-- Required work --
Please repeat the listing below in its entirety, exactly.

-- Records for this exercise --
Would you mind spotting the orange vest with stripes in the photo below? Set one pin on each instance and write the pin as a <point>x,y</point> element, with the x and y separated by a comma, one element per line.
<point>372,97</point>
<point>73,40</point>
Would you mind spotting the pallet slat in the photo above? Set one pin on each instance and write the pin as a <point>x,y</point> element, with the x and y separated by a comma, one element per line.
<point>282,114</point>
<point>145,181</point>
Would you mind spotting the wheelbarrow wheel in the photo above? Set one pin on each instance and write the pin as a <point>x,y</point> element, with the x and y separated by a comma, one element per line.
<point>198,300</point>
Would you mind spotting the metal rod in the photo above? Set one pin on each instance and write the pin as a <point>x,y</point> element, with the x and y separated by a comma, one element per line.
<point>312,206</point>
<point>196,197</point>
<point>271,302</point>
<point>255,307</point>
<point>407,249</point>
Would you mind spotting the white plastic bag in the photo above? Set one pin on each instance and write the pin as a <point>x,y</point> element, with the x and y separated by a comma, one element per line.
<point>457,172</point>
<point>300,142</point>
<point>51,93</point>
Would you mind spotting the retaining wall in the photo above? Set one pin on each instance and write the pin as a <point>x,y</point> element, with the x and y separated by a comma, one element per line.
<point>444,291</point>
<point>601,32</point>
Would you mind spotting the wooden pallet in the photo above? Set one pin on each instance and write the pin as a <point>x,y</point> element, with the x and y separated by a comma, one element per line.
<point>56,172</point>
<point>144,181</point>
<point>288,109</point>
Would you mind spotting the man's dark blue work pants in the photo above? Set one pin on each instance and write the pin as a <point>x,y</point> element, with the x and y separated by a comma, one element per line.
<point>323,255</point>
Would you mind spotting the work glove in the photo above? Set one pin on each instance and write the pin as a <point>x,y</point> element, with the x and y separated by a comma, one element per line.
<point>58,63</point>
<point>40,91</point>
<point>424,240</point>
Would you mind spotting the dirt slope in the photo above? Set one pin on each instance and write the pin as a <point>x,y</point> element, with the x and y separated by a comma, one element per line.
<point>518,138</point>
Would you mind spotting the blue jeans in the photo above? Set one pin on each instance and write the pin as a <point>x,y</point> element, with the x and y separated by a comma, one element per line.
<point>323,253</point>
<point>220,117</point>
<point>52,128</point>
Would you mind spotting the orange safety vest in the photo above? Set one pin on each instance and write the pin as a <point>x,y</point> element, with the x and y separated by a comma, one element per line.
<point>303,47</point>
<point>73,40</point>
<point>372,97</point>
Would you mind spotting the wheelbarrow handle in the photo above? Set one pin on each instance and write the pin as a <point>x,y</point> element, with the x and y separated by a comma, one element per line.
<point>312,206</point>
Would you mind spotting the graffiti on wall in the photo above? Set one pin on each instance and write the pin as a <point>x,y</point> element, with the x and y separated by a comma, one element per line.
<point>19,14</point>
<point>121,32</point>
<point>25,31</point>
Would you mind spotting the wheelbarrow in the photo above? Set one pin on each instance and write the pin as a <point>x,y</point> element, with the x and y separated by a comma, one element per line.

-- Task solution --
Would you mind spotting the orange vest with stripes in the photo below? Set one pin on each instance and write the pin as a <point>x,y</point> element, with the x and y separated by a comma, one element per line.
<point>372,97</point>
<point>73,40</point>
Would you mind spotting the pallet slat in the photo above? Set one pin on each instance and write the pin as a <point>x,y</point> element, with the x and y separated by a comma, one element per line.
<point>282,114</point>
<point>145,181</point>
Would you mind spotting the wheelbarrow wheel in the photo above? Set one pin on each instance and write the pin as a <point>x,y</point> element, with the x and y separated by a comma, one element per line.
<point>198,300</point>
Would you mind spotting the metal rod in the photo above? Set one pin on each instance and write the pin as a <point>x,y</point> element, with the x and y separated by a comma, one element per line.
<point>312,206</point>
<point>196,197</point>
<point>271,302</point>
<point>255,307</point>
<point>407,249</point>
Would you mind spotting the white plastic bag in the photo above? Set one pin on each instance and write the pin as a <point>x,y</point> element, with the x and y separated by a comma, one element per line.
<point>457,172</point>
<point>300,142</point>
<point>51,93</point>
Would you mind spotting the retaining wall in the photo above? Set one pin on each instance and write the pin as a <point>x,y</point> element, with the x and y separated by a comma, one element per line.
<point>444,291</point>
<point>601,32</point>
Would you mind spotting the wooden pallet in the photo above? Set one pin on each instance and write the pin as a <point>x,y</point> element, with the x and y separated by a comma, one element per line.
<point>56,172</point>
<point>144,181</point>
<point>288,109</point>
Would you mind spotting the man's dark blue work pants in the photo above? Set one pin on each instance and write the pin as a <point>x,y</point> element, with the x and y separated by a comma, one element per line.
<point>323,255</point>
Would you mind spotting the work glove in the photo above? Set one pin on each instance and write the pin as a <point>x,y</point> element, with the x and y separated by a comma, one element per line.
<point>58,63</point>
<point>40,91</point>
<point>424,240</point>
Would you mind spotting the dirt slope in the photo above? Set one pin on each instance and write the pin as a <point>x,y</point> element, with the x and y separated by a comma, one element per line.
<point>518,138</point>
Would you mind spotting the blue jeans in the photo above? Set one pin on each instance and write the pin as a <point>x,y</point> element, with the x and y separated by a comma, one element per line.
<point>323,253</point>
<point>220,117</point>
<point>52,128</point>
Would you mind spotting the orange safety vest in the photo above? Set one pin on each instance and write the pin as a <point>x,y</point> element, with the x and y separated by a comma, one element per line.
<point>303,47</point>
<point>73,40</point>
<point>372,97</point>
Would you mind spotting the wheelbarrow handle in the photo above? Set one pin on each instance and write the pin as a <point>x,y</point> element, with the x and y separated by a comma, one element per line.
<point>312,206</point>
Would you mind spotting the graffiti on wall in the photo above? Set one pin on each instance and write the pin as a <point>x,y</point> element, with the x and y separated by a comma, one element per line.
<point>19,14</point>
<point>121,32</point>
<point>25,31</point>
Would you mind spotting the wheelbarrow in the photo above? Set one pin on each instance and write the pin as a <point>x,y</point> element, with the x and y separated by a comma, one element per line.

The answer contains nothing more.